## DIRECTIONS
1 – List every presidential candidate named in the article about the Tonar incivility index.
2 – Reproduce word for word the passage of the article about the Tonar incivility index from "Take this graph, for" up to and including "and Bernie Sanders.".

## EXCERPTED PASSAGE

We’ve heard a lot of … let’s say, colorful rhetoric this election cycle from US presidential candidates and their supporters.
Now, a team of data scientists at MIT say they can actually quantify just how toxic our political and public discourse has become — at least on Twitter.
Welcome to Tonar, an index of incivility brought to you by the MIT Media Lab and more than 300 million Twitter users.
Simply put, Tonar is a new data analysis tool developed by researchers at the Laboratory for Social Machines (LSM). It sorts through Twitter’s fire hose of tweets (roughly 500 million per day), figures out which ones are about the US presidential election (around 250,000 per day right now), and then takes that smaller election sample and identifies all the tweets that include profanity, insults, pejorative racial or sexual language, or threats of violence.
You might not be shocked to learn that Election 2016 is producing uncivil discourse. This cohort of presidential hopefuls seems to have brought new meaning to the term “negative campaigning.” Our Facebook feeds are filled with friends accusing one another of racism, sexism and more when it comes to their political choices. And we know that the wider internet is filled with trolls who reserve some of their worst vitriol for the campaign season.
As Andrew Heyward, the former president of CBS News and now a researcher at the Media Lab (among other things), said in a Medium post about Tonar:
“You don’t have to be an MIT scientist to know that the Presidential campaign has often been lewd, crude, and rude. But it helps.”
Tonar helps in that it can actually measure all this uncivil political discourse, sort it into categories and monitor how it changes over time.
Take this graph, for example.
It shows the percentage of election-related tweets that the Tonar algorithm identified as uncivil between March 2015 and mid-April 2016. As you can see, things got cruder when voting and caucusing started in February. In the months before that, the ugly share of election tweets spiked to between 5 and 11 percent; by March and April, those spikes were between 10 and 20 percent.
The LSM also uses Tonar to compare conversations related to particular candidates.
Here’s the percentage of tweets related to the three remaining Republican candidates that included profanity:
And the Democrats:
Tweets that refer to GOP frontrunner Donald Trump tend to be more profane than tweets about Ted Cruz and John Kasich, although Cruz and Kasich have plenty of spikes. On the Democratic side, there’s not much to separate Hillary Clinton and Bernie Sanders.
You’ll also notice some significant spikes in profanity. The LSM tried to correlate those spikes with events that might have inspired them.
In his Medium post, Heyward notes that a huge Trump spike happened on March 12, after violence among protesters and supporters in Chicago led the Trump campaign to cancel a rally there. Clinton’s spike on Feb. 19 could be connected to a tense exchange about immigration during a Las Vegas town hall with Sanders. And Sanders’ spike on Feb. 29 and March 1 seems related to Super Tuesday.
The LSM isn’t limiting itself to tracking profanity. Tonar is just one application of its big data analysis engine, Electome, which the LSM built to identify election issues that matter to the public — beyond just a focus on leading candidates.
“We think it’s time to listen more closely to all those citizen voices, to better understand what they’re saying about the big questions of our time, and to see if the candidates and the journalists are responding to those concerns,” William Powers, a journalist and researcher at LSM, wrote on the John S. and James L. Knight Foundation’s blog. “We plan to explore how three separate forces — the campaign journalism, the messaging of the candidates, and the public’s response in the digital sphere — converge to shape the presidential election’s most important narratives as well as its outcome.”
There are some limits to what Tonar and Electrome can tell us. Only 20 percent of Americans use Twitter, so Electrome is capturing a big slice of the public conversation, but certainly not all of it — and not from a representative sample. But finding differences between what matters to Twitter users and what matters to Americans as a whole can itself tell an interesting story, as the Washington Post has demonstrated.
The election season is long, and MIT scientists are smart, so expect more from Tonar and Electrome in the coming months.
“As the campaign swings into the final stages of primary season,” Heyward writes, “we and our media partners will look not just at the Incivility Index for conversations about specific issues and candidates, but also for each candidate’s supporters.”
“Tonar will tell us whether the election conversation gets more ‘presidential’ — or even uglier.”
Correction: A previous version of this story misspelled the last name of Andrew Heyward.

## MATERIAL SUPPLIED
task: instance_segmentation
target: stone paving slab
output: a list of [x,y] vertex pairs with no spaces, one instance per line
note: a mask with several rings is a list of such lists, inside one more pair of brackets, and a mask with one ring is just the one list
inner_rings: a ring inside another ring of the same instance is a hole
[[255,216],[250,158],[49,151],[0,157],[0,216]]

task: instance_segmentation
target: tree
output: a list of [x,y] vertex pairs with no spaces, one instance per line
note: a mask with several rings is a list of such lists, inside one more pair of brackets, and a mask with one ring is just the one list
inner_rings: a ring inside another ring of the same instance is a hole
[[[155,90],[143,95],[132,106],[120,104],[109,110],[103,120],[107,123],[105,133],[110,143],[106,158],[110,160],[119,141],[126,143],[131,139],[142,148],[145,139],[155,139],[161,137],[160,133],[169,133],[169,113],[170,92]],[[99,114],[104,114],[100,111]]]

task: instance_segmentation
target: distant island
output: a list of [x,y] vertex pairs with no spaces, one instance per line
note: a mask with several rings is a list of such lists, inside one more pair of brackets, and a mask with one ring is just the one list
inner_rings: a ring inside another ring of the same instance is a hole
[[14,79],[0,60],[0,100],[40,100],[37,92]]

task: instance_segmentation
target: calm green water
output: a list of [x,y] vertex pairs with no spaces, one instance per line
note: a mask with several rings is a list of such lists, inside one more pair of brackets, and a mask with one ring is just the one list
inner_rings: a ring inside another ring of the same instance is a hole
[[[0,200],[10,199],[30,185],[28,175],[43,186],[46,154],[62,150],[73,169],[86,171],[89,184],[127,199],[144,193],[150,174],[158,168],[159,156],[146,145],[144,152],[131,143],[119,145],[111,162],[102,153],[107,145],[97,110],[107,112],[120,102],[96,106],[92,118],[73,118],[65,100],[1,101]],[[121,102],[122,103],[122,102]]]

## ANSWERS TO THE EXERCISE
1 –
Donald Trump
Ted Cruz
John Kasich
Hillary Clinton
Bernie Sanders

2 –
Take this graph, for example.
It shows the percentage of election-related tweets that the Tonar algorithm identified as uncivil between March 2015 and mid-April 2016. As you can see, things got cruder when voting and caucusing started in February. In the months before that, the ugly share of election tweets spiked to between 5 and 11 percent; by March and April, those spikes were between 10 and 20 percent.
The LSM also uses Tonar to compare conversations related to particular candidates.
Here’s the percentage of tweets related to the three remaining Republican candidates that included profanity:
And the Democrats:
Tweets that refer to GOP frontrunner Donald Trump tend to be more profane than tweets about Ted Cruz and John Kasich, although Cruz and Kasich have plenty of spikes. On the Democratic side, there’s not much to separate Hillary Clinton and Bernie Sanders.